作答要求:
(1) 請逐字照錄關於延後退休的文章中的一段:從含有「退休制度中,其實隱含了社會契」的地方開始,抄到「會,例如志工活動、興趣結社。」為止。
(2) 根據關於延後退休的文章,為何按照過去的年齡退休或提早退休會被視為過時的看法?請用一到三句話說明。
(3) 請接著關於延後退休的文章最後一句往下續寫。

退休制度中,其實隱含了社會契約──代際契約的概念。歐洲福利國家早期的退休金政策,就是建立在這樣的契約之上:年輕勞動力世代透過稅收,支持退休無法勞動者的生活,換自己年老時會由新的年輕世代來照料自己。然而,隨著老年人口增加、勞動力縮減、養老金制度不穩定,這樣的契約開始被質疑和挑戰。因此按照過去年齡來退休、提早退休,被視為過時的看法。而且,醫療進步使得原先的老年人比想像中還要健康與充滿活力,政策上直接將他們劃入無法勞動的類別,也讓他們產生被社會邊緣化、被剝奪工作權、年齡歧視的情況。但是「代際契約」能夠說修改就修改嗎?人們會想延後退休嗎?年輕人也害怕延後退休,老人將擠壓到他們的工作機會。但若沒有延後退休,養老金制度將也會使年輕人壓力越發沈重、經濟停滯。面對這樣的兩難,該怎麼辦呢?


延後退休年齡的兩難

「是否延後退休年齡?」的兩難問題,其實還涉及其他層面。若延後退休制度,這可以使「第三年齡階段」的年長者融入社會、貢獻經驗、促進經濟發展。然而,年長者真的想延後退休嗎?「工作」真的如我們所想像是積極、重生,難道不會是一種倦怠嗎?《終結職業倦怠:工作為何將人榨乾,又該如何建造更優質的生活?》這本書揭露了反而過度賦予工作意義性、神聖性,期待與現實的落差反而讓人感到倦怠。也重新讓我們反思「工作」的神聖性,「不工作」、「沒有工作」是否也該得到接納與不歧視。或許我們不該把「退休」想像成「退出社會」或因此失去了某些價值,可能還有其他方式可以讓人重新融入、參與社會,例如志工活動、興趣結社。

資料內容:

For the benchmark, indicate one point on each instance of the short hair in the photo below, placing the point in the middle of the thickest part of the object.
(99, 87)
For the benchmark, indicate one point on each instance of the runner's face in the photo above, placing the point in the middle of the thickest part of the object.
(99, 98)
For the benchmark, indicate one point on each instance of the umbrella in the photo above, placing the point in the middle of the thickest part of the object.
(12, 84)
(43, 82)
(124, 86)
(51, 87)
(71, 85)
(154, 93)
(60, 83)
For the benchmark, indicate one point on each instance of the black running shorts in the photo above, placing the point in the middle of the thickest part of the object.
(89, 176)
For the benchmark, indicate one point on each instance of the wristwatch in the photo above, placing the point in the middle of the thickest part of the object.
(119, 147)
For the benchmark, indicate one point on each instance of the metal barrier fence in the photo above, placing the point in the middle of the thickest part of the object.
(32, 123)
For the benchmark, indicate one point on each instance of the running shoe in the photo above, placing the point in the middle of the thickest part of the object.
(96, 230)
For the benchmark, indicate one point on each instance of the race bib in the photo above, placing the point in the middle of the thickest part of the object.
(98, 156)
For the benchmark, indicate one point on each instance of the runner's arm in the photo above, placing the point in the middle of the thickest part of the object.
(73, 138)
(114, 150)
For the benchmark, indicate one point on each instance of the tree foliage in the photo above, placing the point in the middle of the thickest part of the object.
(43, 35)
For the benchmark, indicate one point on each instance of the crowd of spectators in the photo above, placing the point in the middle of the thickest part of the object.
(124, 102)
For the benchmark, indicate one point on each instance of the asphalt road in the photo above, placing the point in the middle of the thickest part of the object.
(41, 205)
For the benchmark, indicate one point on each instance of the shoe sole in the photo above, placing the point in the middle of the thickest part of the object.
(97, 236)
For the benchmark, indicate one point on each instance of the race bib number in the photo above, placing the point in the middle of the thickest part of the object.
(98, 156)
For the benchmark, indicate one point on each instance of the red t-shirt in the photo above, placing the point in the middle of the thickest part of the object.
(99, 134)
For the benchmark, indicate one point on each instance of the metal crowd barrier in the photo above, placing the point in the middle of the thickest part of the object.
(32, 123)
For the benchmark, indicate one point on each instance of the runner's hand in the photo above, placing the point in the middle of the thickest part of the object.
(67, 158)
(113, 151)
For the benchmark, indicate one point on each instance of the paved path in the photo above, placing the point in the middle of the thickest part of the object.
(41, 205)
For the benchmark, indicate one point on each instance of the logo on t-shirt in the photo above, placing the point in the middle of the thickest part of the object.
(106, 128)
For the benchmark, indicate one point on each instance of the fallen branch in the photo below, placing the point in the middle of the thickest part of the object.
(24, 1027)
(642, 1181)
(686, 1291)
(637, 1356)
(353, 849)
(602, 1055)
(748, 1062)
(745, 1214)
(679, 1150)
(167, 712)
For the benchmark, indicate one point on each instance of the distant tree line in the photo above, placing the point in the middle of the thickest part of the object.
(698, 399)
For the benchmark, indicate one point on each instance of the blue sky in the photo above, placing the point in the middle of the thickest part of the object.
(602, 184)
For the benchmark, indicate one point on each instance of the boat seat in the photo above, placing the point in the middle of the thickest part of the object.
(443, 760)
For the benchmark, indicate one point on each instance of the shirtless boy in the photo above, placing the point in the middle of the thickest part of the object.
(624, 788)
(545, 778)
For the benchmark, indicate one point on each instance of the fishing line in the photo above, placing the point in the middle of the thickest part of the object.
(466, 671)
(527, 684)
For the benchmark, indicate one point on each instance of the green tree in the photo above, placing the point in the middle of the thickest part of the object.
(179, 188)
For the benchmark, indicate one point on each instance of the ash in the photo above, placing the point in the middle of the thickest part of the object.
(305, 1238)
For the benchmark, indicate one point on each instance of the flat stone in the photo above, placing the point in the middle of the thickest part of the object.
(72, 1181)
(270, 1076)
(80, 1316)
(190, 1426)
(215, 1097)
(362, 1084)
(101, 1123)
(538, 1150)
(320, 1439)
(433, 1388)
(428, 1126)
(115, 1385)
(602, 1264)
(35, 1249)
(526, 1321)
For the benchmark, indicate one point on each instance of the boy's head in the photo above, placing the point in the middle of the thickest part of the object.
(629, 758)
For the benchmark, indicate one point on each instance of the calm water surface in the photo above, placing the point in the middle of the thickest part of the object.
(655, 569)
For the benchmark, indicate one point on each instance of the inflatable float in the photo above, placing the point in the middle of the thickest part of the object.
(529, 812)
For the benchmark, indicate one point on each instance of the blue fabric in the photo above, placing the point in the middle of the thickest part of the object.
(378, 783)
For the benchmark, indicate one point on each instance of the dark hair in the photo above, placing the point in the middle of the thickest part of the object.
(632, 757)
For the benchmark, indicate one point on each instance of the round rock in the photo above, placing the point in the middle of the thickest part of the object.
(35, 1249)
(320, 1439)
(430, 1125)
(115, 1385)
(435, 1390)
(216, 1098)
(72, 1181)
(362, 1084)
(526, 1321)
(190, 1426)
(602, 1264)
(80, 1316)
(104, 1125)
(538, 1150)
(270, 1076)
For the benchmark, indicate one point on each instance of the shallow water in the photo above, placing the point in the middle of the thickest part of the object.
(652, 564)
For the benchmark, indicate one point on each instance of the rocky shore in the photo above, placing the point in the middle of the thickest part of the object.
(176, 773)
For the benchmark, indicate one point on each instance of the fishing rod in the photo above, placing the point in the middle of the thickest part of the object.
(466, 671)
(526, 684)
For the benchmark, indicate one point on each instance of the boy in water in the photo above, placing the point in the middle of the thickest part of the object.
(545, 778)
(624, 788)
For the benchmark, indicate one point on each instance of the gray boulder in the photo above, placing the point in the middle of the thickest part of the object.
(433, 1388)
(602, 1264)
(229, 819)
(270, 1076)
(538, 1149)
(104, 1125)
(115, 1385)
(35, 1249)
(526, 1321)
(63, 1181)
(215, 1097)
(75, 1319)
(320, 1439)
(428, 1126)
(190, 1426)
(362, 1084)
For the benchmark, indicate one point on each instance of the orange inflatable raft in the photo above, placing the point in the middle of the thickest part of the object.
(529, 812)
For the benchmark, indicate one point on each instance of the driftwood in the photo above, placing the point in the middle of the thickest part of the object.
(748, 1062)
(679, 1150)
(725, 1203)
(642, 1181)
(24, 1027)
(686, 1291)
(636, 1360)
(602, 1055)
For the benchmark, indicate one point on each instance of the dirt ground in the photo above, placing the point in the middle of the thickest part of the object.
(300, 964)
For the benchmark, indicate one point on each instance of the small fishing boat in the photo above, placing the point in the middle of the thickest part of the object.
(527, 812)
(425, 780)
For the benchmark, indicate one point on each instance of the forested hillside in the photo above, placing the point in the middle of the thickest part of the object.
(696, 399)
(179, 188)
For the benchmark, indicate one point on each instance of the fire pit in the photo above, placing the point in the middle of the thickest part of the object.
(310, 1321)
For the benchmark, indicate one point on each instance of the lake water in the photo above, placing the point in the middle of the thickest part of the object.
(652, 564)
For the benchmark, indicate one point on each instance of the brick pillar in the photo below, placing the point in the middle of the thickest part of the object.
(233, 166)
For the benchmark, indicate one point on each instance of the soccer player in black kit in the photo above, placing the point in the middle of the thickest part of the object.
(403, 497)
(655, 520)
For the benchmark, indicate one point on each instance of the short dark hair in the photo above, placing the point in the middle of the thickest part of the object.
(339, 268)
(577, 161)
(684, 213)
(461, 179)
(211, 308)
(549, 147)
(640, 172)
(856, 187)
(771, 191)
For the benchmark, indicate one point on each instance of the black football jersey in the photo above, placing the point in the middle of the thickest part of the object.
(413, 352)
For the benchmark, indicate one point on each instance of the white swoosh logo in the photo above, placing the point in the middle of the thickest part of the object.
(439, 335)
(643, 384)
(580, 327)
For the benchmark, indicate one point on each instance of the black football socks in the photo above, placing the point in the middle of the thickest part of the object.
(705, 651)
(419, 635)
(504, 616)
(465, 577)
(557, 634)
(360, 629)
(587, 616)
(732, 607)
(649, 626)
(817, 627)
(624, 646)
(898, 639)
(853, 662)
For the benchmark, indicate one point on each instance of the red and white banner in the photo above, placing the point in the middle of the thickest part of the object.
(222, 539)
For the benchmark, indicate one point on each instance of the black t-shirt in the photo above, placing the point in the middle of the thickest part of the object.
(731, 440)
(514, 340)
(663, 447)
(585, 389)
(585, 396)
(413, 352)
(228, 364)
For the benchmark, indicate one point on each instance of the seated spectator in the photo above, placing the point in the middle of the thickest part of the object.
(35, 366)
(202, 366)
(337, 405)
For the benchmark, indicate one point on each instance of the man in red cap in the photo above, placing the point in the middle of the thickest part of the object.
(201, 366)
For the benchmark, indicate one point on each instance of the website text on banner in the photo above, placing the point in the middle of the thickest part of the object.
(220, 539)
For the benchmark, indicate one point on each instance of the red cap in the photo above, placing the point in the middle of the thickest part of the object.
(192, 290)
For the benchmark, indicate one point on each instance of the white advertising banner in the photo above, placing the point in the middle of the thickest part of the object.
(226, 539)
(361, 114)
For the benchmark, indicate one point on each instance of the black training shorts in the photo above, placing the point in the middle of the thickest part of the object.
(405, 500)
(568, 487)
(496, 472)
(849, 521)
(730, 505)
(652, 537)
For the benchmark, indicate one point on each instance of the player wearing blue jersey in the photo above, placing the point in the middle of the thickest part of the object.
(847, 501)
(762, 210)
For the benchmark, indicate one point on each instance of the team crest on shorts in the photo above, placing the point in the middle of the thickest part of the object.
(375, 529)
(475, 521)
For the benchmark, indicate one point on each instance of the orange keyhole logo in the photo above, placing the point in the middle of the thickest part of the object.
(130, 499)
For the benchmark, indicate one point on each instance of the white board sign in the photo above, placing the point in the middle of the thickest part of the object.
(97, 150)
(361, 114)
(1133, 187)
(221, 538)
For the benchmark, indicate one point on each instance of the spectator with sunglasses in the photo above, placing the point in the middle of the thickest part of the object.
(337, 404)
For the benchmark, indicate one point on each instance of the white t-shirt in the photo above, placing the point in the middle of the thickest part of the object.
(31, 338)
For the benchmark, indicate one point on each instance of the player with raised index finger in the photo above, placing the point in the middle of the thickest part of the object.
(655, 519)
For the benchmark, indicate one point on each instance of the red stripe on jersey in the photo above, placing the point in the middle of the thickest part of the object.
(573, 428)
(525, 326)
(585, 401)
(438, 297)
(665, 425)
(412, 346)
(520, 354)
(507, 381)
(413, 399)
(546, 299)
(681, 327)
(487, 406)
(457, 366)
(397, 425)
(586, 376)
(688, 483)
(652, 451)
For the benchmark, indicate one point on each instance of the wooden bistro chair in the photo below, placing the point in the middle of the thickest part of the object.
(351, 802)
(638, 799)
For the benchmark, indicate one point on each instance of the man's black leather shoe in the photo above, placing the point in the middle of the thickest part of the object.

各題回覆:
(1)
退休制度中,其實隱含了社會契約──代際契約的概念。歐洲福利國家早期的退休金政策,就是建立在這樣的契約之上:年輕勞動力世代透過稅收,支持退休無法勞動者的生活,換自己年老時會由新的年輕世代來照料自己。然而,隨著老年人口增加、勞動力縮減、養老金制度不穩定,這樣的契約開始被質疑和挑戰。因此按照過去年齡來退休、提早退休,被視為過時的看法。而且,醫療進步使得原先的老年人比想像中還要健康與充滿活力,政策上直接將他們劃入無法勞動的類別,也讓他們產生被社會邊緣化、被剝奪工作權、年齡歧視的情況。但是「代際契約」能夠說修改就修改嗎?人們會想延後退休嗎?年輕人也害怕延後退休,老人將擠壓到他們的工作機會。但若沒有延後退休,養老金制度將也會使年輕人壓力越發沈重、經濟停滯。面對這樣的兩難,該怎麼辦呢?


延後退休年齡的兩難

「是否延後退休年齡?」的兩難問題,其實還涉及其他層面。若延後退休制度,這可以使「第三年齡階段」的年長者融入社會、貢獻經驗、促進經濟發展。然而,年長者真的想延後退休嗎?「工作」真的如我們所想像是積極、重生,難道不會是一種倦怠嗎?《終結職業倦怠:工作為何將人榨乾,又該如何建造更優質的生活?》這本書揭露了反而過度賦予工作意義性、神聖性,期待與現實的落差反而讓人感到倦怠。也重新讓我們反思「工作」的神聖性,「不工作」、「沒有工作」是否也該得到接納與不歧視。或許我們不該把「退休」想像成「退出社會」或因此失去了某些價值,可能還有其他方式可以讓人重新融入、參與社會,例如志工活動、興趣結社。

(2) 因為老年人口增加、勞動力縮減、養老金制度不穩定,過去由年輕世代透過稅收支持退休者的代際契約開始受到質疑和挑戰。因此,按照過去年齡退休或提早退休被視為過時的看法。

(3)
但若「不延後退休年齡」也仍然會遇到另一個難題,這代表了在某個時間點人將被辭退。目前歐洲的退休年金改革,傾向只保留給「第四年齡階段」的老人。「第三年齡階段」的人因為年齡被迫要離開勞動市場,卻還不到可以領福利補助的階段。在這裡「階級」因素就被凸顯了,較爲貧窮的長者仍然需要生活費來養活自己,卻因為年齡因素被排除,這可能讓他們的生活陷入了困境。總體國家經濟發展上,那些正直社會經驗巔峰、活力的「第三年齡階段」的被迫退場,也流失掉重要的經濟價值。



「延後退休制度」對於年輕人來說,可能減輕了奉養壓力、但也會擔憂工作機會被擠壓;對老人而言,想透過工作獲得社會參與的人可以繼續發揮所長。但或許並不是所有人樂意延長工作年紀;對總體經濟而言,更能夠減輕賦稅、妥善利用社會上的人力資源。而「不延後退休制度」對年輕人來說,他們似乎有更多可以晉升的工作舞台;對那些生活貧困的老年人則失去了經濟支援,對於想參與社會的老人則面臨了年齡歧視;總體經濟有可能停滯、有工作能力的老人的經濟價值被浪費。制度的改與不改,都會使有些人受益、有些人受到負面影響。事實上整體而言,年輕人與老人接同樣面臨了失業之苦。

互補作為團結

文章提出了另一個角度來看這個議題:用互補來作為團結。不同年齡組之間,他們所能提供的職業、工作能力,或許可以是「互補」而不是「排擠」的關係。職業、需求,也隨著時代在變動,或許我們可以思考出讓年輕人、老人彼此之間的擁有的不同能力,相互結合、利用,人口的勞動分工它或許可以是個有機整體。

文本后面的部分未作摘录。